## EXERCISE REQUIREMENTS
Set down word for word the stretch of the entries below from the line containing "of the concrete" through the line containing "[(265, 296)]".

--- START EXTRACTED RECORDS ---

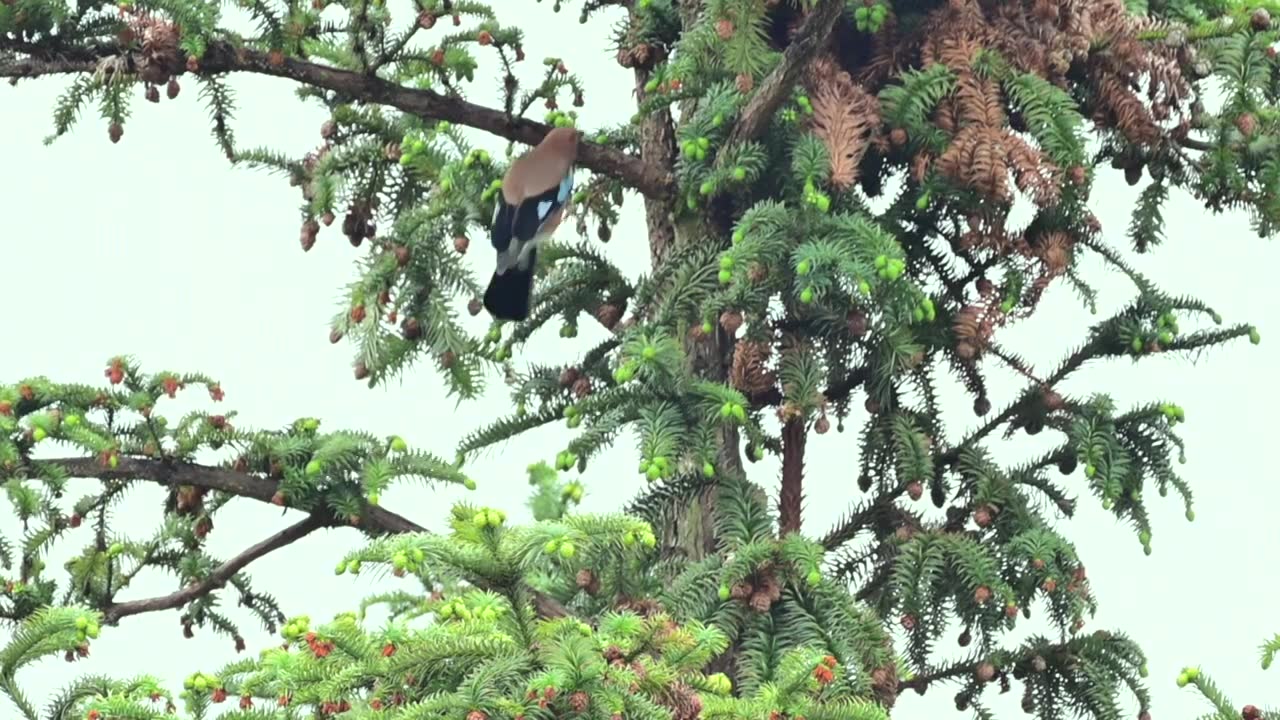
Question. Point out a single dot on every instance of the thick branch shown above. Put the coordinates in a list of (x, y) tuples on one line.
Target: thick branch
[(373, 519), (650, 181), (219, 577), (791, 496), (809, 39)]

--- END EXTRACTED RECORDS ---
--- START EXTRACTED RECORDS ---

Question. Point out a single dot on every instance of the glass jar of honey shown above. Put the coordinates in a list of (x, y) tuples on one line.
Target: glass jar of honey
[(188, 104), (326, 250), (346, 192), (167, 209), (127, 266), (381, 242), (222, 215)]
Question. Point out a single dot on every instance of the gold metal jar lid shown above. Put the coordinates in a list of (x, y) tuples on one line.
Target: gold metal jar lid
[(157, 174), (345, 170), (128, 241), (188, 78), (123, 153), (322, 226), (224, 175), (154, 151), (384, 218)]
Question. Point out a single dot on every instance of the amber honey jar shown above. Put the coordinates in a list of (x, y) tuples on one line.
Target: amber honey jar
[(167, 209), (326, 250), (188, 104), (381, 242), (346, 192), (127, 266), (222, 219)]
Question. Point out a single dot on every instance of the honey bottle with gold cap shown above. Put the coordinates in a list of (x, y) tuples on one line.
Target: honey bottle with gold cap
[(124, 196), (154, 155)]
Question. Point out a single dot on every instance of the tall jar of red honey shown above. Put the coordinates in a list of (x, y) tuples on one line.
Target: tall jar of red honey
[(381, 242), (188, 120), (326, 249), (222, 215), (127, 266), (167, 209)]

--- END EXTRACTED RECORDS ---
--- START EXTRACTED RECORDS ---

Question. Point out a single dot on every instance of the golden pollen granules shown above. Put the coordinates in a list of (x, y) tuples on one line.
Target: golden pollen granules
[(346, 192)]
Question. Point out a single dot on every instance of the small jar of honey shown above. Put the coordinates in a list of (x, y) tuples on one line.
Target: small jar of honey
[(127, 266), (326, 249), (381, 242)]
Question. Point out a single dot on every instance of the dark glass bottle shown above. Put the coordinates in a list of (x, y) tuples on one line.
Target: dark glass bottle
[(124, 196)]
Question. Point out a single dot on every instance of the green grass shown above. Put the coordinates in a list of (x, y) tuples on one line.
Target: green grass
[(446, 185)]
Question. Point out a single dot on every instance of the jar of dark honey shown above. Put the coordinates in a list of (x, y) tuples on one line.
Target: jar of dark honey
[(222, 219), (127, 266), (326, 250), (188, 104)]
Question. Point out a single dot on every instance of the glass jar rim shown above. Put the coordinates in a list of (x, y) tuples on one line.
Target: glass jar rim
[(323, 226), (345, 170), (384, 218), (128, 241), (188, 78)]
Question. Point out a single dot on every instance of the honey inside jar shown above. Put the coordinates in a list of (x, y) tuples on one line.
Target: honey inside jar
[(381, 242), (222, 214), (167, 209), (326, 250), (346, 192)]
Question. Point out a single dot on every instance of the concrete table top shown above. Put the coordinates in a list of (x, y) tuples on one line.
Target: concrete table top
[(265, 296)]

--- END EXTRACTED RECORDS ---

## ANSWER TO THE PROBLEM
Question. Point out a single dot on every instance of the concrete table top shown above. Put the coordinates in a list of (x, y) tuples on one line.
Target: concrete table top
[(265, 296)]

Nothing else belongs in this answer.